- [Task item] Check every line of the entries below for "thick", and copy the lines that have it.

(Referring expression pointing data)
▬▬▬

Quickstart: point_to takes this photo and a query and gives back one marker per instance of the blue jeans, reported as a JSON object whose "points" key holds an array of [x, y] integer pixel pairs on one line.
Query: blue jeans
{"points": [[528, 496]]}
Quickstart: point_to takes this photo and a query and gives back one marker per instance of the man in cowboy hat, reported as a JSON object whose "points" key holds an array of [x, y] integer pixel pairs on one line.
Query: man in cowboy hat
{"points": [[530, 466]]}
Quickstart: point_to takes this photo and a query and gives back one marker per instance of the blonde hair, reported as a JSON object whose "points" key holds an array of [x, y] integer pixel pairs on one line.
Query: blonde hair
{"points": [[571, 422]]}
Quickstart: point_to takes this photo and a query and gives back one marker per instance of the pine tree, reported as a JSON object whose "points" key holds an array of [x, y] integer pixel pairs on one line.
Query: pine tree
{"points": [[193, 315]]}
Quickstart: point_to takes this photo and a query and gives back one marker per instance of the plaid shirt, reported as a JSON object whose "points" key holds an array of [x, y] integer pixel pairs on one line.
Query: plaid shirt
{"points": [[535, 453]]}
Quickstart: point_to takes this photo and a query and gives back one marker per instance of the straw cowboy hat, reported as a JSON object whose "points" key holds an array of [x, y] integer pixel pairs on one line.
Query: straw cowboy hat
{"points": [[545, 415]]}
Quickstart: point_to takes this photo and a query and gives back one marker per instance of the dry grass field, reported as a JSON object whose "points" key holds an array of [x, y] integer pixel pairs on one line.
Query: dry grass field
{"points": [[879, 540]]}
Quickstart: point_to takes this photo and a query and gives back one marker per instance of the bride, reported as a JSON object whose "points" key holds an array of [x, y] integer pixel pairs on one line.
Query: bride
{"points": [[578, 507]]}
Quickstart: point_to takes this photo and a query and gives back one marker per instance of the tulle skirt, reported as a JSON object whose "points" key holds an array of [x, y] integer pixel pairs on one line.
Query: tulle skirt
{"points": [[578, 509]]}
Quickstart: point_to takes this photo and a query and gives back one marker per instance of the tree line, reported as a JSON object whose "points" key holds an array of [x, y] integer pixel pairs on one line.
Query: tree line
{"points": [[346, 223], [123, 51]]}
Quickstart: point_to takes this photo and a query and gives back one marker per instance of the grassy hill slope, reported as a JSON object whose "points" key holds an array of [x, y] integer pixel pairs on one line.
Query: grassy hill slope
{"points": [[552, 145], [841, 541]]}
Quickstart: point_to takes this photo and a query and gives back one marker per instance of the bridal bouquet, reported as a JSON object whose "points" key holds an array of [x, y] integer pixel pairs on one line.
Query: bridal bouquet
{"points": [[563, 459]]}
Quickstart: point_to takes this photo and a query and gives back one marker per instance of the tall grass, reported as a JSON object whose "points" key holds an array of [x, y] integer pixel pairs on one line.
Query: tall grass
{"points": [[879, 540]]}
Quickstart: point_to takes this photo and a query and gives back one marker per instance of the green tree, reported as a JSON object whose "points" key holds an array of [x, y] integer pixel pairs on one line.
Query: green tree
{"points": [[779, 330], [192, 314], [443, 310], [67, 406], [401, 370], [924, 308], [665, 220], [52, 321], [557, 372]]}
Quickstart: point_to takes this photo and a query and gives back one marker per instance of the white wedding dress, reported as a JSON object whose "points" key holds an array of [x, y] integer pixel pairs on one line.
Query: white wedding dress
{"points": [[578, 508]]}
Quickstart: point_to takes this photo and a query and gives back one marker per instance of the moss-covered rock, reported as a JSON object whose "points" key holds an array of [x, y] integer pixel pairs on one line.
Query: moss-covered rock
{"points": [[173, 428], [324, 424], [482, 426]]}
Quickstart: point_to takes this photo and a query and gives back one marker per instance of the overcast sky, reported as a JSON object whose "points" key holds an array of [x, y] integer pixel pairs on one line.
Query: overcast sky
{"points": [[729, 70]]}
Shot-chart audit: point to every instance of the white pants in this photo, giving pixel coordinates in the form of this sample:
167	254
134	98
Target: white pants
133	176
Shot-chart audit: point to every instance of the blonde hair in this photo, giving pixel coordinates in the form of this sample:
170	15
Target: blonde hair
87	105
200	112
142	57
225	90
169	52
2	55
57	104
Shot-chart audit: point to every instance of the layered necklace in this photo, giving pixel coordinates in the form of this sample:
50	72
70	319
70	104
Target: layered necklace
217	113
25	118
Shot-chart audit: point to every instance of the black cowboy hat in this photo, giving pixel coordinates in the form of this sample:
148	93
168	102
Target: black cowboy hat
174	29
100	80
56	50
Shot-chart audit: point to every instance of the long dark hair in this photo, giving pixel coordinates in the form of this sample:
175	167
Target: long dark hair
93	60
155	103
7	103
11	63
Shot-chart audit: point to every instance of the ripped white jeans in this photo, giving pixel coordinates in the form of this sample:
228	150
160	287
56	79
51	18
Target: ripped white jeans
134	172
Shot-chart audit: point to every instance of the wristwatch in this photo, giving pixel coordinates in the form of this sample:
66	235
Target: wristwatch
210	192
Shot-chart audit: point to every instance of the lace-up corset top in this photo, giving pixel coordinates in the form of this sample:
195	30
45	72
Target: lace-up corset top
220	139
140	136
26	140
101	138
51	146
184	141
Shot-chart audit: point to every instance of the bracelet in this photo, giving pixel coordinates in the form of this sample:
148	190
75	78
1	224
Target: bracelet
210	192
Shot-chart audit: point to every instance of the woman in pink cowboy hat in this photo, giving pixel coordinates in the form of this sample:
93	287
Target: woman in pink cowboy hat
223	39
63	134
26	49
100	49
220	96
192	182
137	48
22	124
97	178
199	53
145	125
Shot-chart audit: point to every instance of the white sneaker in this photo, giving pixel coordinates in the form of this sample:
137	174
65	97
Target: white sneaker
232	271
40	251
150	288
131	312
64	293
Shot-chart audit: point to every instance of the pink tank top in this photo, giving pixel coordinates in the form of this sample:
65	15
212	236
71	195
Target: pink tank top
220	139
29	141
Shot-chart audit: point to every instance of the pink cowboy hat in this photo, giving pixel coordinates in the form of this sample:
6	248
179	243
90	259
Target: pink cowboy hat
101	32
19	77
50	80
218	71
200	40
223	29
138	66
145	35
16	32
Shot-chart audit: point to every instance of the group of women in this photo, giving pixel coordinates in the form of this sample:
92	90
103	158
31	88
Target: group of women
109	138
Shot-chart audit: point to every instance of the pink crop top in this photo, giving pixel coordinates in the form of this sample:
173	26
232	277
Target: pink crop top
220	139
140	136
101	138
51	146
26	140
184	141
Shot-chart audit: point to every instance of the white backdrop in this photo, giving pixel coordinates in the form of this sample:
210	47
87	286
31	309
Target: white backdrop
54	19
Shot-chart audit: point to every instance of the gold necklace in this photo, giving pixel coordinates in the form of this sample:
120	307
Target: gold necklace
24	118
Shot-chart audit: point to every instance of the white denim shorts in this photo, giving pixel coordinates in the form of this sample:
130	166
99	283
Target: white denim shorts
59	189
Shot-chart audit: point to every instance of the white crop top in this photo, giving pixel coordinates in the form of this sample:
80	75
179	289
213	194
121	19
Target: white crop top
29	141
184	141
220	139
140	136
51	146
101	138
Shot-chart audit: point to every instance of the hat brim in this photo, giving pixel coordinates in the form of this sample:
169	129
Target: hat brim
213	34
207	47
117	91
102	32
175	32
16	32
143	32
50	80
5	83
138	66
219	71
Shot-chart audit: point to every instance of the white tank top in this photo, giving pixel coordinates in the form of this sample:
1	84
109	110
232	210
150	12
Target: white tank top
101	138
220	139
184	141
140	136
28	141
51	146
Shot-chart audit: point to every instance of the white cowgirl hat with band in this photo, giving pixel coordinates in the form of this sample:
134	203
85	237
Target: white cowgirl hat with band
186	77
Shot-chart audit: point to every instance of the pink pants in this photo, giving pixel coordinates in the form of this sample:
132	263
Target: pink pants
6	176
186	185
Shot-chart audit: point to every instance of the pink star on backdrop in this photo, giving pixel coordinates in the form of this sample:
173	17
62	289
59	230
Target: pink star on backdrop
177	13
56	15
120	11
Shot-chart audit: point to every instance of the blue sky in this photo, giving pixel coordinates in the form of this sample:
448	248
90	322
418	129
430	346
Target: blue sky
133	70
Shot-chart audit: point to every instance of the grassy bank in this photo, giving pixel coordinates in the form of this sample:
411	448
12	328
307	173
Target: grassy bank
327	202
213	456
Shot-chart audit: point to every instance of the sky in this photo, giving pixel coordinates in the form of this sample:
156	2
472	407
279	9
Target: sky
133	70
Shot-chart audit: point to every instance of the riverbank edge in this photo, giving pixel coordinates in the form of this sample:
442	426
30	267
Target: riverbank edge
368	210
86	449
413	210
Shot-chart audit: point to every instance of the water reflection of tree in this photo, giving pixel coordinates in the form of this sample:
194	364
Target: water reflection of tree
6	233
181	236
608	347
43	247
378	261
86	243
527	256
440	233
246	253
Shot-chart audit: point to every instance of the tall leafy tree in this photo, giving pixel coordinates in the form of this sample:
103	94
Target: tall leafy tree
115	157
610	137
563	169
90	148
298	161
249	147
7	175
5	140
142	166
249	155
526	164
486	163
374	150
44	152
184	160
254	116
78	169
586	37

▬▬▬

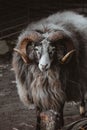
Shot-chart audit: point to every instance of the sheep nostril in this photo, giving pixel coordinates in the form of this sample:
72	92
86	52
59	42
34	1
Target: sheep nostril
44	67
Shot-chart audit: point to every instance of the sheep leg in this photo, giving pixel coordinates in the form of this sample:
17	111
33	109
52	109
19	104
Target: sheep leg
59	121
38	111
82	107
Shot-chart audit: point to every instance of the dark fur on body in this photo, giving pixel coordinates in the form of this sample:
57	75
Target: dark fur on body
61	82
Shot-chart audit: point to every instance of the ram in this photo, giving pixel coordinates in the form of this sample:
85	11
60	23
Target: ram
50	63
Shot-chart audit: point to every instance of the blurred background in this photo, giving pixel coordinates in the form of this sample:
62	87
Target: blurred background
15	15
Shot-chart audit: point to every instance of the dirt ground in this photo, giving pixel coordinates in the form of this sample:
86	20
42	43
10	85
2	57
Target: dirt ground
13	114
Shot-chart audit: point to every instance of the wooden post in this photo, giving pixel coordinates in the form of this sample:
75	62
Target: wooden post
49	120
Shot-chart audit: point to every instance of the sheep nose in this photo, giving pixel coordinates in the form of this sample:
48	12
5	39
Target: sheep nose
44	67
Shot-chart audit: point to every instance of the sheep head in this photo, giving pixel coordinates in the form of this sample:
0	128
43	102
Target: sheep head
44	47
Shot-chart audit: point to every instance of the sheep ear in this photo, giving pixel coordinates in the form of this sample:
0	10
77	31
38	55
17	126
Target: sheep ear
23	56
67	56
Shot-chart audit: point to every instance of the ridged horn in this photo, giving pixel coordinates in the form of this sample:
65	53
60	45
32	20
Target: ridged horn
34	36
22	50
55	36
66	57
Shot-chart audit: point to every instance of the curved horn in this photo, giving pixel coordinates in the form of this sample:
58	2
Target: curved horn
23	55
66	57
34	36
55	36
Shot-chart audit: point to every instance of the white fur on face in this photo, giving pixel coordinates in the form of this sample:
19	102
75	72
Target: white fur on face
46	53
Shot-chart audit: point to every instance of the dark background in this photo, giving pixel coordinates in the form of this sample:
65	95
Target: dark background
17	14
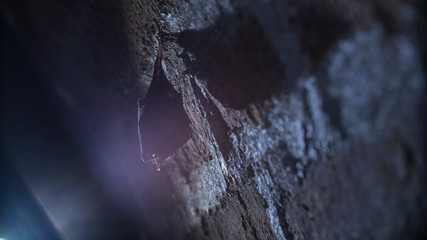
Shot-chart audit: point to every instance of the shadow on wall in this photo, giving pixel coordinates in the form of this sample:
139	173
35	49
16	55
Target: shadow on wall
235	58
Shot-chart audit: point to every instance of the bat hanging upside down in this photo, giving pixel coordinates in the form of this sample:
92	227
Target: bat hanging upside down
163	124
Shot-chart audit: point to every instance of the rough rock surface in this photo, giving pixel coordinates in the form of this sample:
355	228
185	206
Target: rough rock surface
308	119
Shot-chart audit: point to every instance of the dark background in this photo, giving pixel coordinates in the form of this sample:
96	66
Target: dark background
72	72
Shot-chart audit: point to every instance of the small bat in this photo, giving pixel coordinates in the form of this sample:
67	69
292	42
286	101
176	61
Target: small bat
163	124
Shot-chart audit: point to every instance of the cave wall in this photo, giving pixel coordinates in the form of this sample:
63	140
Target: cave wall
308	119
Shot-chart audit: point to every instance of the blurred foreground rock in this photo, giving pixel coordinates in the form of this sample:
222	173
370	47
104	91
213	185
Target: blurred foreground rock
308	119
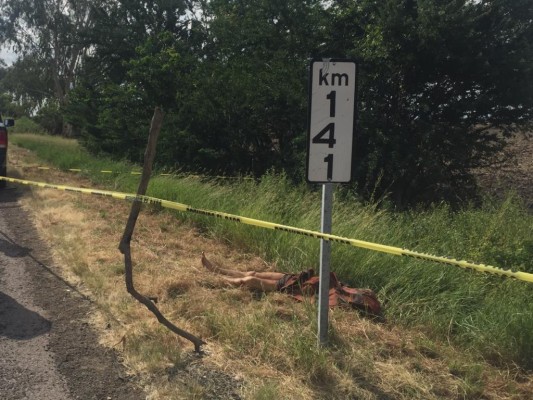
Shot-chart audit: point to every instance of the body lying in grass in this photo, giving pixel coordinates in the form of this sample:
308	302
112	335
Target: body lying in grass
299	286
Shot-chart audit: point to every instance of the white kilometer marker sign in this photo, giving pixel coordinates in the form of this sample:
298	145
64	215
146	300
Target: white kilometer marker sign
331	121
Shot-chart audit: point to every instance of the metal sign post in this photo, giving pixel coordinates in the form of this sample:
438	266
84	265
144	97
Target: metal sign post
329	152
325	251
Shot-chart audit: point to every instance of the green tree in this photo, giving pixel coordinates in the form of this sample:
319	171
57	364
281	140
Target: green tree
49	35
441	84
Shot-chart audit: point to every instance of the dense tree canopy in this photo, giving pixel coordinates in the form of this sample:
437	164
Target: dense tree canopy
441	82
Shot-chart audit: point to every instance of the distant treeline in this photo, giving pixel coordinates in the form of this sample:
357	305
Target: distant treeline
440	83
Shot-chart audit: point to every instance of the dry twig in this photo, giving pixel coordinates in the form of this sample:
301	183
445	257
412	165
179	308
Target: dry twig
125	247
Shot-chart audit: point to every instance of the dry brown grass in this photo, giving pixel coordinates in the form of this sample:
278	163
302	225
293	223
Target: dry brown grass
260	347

▬▬▬

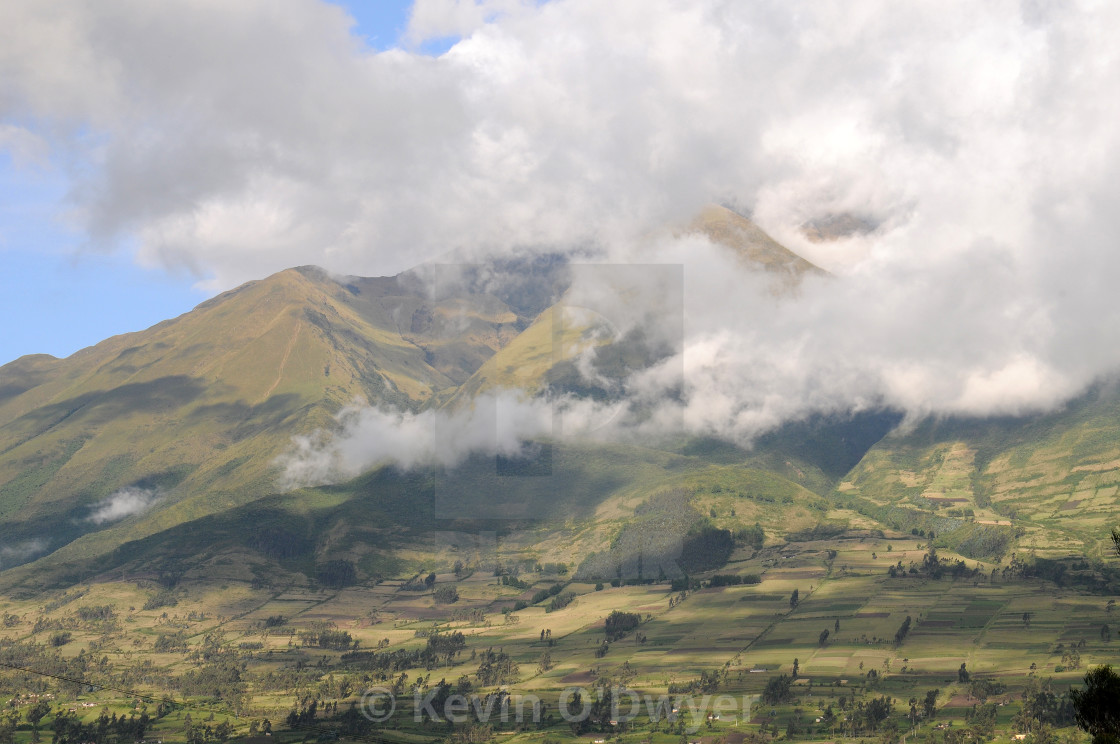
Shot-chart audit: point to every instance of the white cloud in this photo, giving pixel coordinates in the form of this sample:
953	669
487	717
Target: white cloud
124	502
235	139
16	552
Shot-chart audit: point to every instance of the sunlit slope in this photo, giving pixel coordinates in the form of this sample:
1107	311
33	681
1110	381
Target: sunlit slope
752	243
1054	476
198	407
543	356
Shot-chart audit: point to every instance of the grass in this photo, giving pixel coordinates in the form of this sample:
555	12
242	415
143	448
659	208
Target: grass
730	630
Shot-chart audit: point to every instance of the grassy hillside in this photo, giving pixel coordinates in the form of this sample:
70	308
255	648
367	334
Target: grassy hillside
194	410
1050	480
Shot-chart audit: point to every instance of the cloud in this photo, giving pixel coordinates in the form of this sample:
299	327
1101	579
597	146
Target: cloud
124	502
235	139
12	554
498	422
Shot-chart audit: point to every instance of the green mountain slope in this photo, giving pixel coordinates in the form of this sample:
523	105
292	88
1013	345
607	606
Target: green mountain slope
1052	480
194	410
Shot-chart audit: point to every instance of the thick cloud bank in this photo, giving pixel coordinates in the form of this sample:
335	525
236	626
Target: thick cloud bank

▬▬▬

- [Written solution]
Shot-chart audit: point to every instance of the thick cloud bank in this photo, giving pixel coordinates in the form of this sample:
Target: thick cloud bank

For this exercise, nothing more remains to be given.